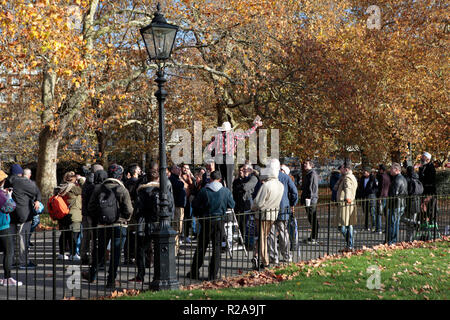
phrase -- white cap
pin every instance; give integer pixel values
(226, 126)
(285, 168)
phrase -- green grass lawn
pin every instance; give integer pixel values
(411, 273)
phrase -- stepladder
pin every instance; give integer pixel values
(233, 236)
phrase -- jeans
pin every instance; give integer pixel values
(76, 243)
(282, 228)
(7, 246)
(34, 223)
(86, 237)
(312, 218)
(394, 223)
(347, 232)
(144, 253)
(376, 216)
(115, 234)
(211, 231)
(369, 207)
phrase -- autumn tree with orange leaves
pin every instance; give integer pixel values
(311, 68)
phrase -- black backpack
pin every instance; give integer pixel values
(417, 187)
(108, 206)
(149, 204)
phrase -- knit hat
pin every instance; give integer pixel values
(115, 171)
(3, 175)
(69, 175)
(286, 169)
(426, 154)
(96, 167)
(16, 170)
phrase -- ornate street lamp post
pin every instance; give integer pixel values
(159, 38)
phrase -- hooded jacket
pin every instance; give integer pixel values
(73, 196)
(213, 200)
(123, 200)
(25, 193)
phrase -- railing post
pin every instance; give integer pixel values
(328, 229)
(54, 263)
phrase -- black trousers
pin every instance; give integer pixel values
(211, 230)
(65, 238)
(226, 169)
(312, 218)
(144, 252)
(7, 247)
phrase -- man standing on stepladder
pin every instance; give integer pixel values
(224, 144)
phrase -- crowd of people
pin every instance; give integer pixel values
(103, 204)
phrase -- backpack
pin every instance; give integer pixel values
(108, 206)
(57, 207)
(149, 204)
(417, 187)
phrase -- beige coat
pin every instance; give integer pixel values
(347, 186)
(268, 199)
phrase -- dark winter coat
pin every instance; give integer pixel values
(427, 175)
(368, 192)
(310, 187)
(145, 214)
(213, 200)
(290, 196)
(122, 196)
(243, 189)
(384, 181)
(88, 188)
(398, 190)
(179, 193)
(413, 200)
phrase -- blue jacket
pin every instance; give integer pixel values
(5, 210)
(290, 196)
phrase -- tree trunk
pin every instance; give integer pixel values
(101, 140)
(396, 156)
(47, 161)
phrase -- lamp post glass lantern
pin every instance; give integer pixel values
(159, 38)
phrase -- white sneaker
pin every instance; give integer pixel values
(76, 258)
(62, 257)
(11, 282)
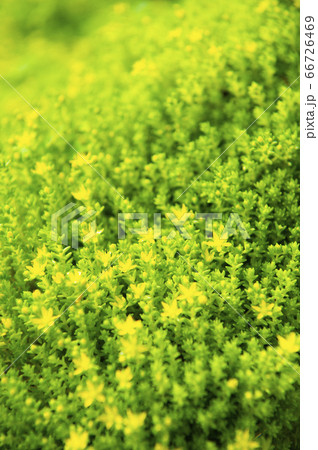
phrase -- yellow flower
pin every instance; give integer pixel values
(104, 257)
(189, 293)
(128, 327)
(171, 311)
(120, 8)
(196, 35)
(82, 194)
(46, 319)
(83, 363)
(92, 393)
(125, 266)
(111, 417)
(179, 212)
(232, 383)
(58, 277)
(7, 323)
(77, 441)
(243, 442)
(290, 344)
(218, 242)
(124, 378)
(41, 168)
(146, 257)
(130, 348)
(264, 309)
(37, 269)
(138, 289)
(133, 421)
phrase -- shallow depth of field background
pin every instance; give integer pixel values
(151, 356)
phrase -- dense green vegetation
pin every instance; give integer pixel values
(181, 343)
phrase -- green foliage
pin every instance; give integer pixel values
(156, 351)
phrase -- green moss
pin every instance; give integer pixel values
(156, 352)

*WRITTEN TASK*. Repeat all the data as it stands, dropping any images it holds.

*RESPONSE*.
phrase -- white cap
pin every instance; give integer pixel values
(226, 126)
(285, 168)
phrase -- green grass lawn
pin every instance; give integer pixel values
(411, 273)
phrase -- stepladder
pin every instance; give integer pixel values
(233, 236)
phrase -- jeans
pin every instance; give integer pixel values
(76, 243)
(282, 228)
(7, 246)
(34, 223)
(86, 237)
(312, 218)
(394, 223)
(347, 232)
(144, 253)
(376, 216)
(115, 234)
(211, 231)
(369, 207)
phrase -- autumn tree with orange leaves
pin every instance; give integer pixel values
(311, 68)
phrase -- black backpack
pin every instance; give integer pixel values
(417, 187)
(108, 206)
(149, 204)
phrase -- knit hat
pin every instance; give integer pixel values
(115, 171)
(3, 175)
(69, 175)
(286, 169)
(426, 154)
(96, 167)
(16, 170)
phrase -- ornate street lamp post
pin every instance; give integer pixel values
(159, 38)
phrase -- hooded jacket
pin every instance; give integer pixel values
(73, 196)
(213, 200)
(123, 200)
(25, 193)
phrase -- railing post
pin every instance; give integer pixel values
(328, 229)
(54, 263)
phrase -- black trousers
pin every instance; give integer pixel values
(211, 230)
(65, 238)
(226, 169)
(312, 218)
(144, 252)
(7, 247)
phrase -- man standing on stepladder
pin every instance; give integer pixel values
(224, 144)
phrase -- crowd of people
pin every instance; give integer pixel values
(103, 204)
phrase -- backpack
pin every instance; give integer pixel values
(108, 206)
(57, 207)
(149, 204)
(417, 187)
phrase -- beige coat
pin every instance; give integer pixel values
(347, 186)
(268, 199)
phrase -- dark winter coat
pin every instance; give integer pixel values
(427, 175)
(368, 192)
(310, 187)
(145, 214)
(213, 200)
(290, 196)
(122, 196)
(243, 189)
(384, 181)
(88, 188)
(398, 190)
(179, 193)
(413, 200)
phrase -- blue jacket
pin every instance; give integer pixel values
(5, 210)
(290, 196)
phrase -- tree trunk
pin every instance; give integer pixel values
(101, 140)
(396, 156)
(47, 161)
phrase -- lamp post glass lantern
pin every instance; give integer pixel values
(159, 38)
phrase -- white sneaker
pin every instance; give integer pixel values
(76, 258)
(62, 257)
(11, 282)
phrase -- yellow flower
pin every instance; give integer pixel values
(104, 257)
(189, 293)
(128, 327)
(171, 311)
(120, 8)
(196, 35)
(82, 194)
(46, 319)
(83, 363)
(92, 393)
(125, 266)
(111, 417)
(179, 212)
(232, 383)
(58, 277)
(7, 323)
(77, 441)
(243, 442)
(290, 344)
(218, 242)
(124, 378)
(41, 168)
(146, 257)
(130, 348)
(264, 309)
(37, 269)
(138, 289)
(133, 421)
phrase -- shallow depth of field background
pin every instance; give integer pixel values
(151, 356)
phrase -- dense green vegetation
pin every instance; give integer pixel values
(181, 343)
phrase -- green foliage
pin every instance; give integer pixel values
(156, 351)
phrase -- green moss
pin every instance; give integer pixel values
(156, 352)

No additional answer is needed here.